* _INSTRUCTIONS TO FOLLOW_: Return the records below word for word, beginning at the line that contains "on the amber" and ending with the line that contains "point(265, 279)", both of those lines included.

* _EXERCISE MATERIALS_:

--------------------------------------------------

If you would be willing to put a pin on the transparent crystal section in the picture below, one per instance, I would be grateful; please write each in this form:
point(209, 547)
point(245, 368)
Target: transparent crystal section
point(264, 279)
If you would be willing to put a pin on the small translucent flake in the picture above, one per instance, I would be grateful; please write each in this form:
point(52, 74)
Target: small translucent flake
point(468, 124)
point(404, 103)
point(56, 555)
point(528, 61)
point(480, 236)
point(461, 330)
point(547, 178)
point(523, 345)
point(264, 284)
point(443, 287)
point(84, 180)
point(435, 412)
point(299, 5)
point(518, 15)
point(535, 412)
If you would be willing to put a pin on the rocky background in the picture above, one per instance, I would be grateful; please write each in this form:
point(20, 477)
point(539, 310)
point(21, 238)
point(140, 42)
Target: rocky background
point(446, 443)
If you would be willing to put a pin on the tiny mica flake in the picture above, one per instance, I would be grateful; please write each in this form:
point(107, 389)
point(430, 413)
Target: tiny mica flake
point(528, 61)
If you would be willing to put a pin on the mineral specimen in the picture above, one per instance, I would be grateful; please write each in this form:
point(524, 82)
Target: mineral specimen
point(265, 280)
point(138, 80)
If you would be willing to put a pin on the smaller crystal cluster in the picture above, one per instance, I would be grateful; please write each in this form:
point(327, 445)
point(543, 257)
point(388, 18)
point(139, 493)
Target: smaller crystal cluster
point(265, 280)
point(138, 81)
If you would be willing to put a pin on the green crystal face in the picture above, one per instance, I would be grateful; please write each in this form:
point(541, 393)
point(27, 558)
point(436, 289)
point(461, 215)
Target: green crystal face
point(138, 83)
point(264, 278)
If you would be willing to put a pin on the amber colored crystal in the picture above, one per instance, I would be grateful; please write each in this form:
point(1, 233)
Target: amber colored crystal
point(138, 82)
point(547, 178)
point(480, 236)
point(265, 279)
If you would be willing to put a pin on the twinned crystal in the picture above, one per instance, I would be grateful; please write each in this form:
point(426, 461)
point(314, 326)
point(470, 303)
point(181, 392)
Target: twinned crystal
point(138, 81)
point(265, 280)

--------------------------------------------------

* _SOLUTION_:
If you would be willing to put a pin on the amber colored crystal in the picture above, one per instance, I would be grateful; please write each in this form:
point(1, 233)
Target: amber colored crystal
point(138, 82)
point(547, 178)
point(480, 236)
point(265, 279)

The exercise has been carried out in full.